-------- DATASET EXTRACT

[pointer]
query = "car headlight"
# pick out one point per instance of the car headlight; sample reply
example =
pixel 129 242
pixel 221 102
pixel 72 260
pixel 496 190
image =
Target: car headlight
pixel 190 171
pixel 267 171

----------------

### REQUIREMENT
Could you quote the material above in full, exactly as it stands?

### SOLUTION BELOW
[pointer]
query = "car headlight"
# pick out one point per instance of the car headlight; sample reply
example =
pixel 129 242
pixel 221 102
pixel 72 260
pixel 496 190
image =
Target: car headlight
pixel 190 171
pixel 267 171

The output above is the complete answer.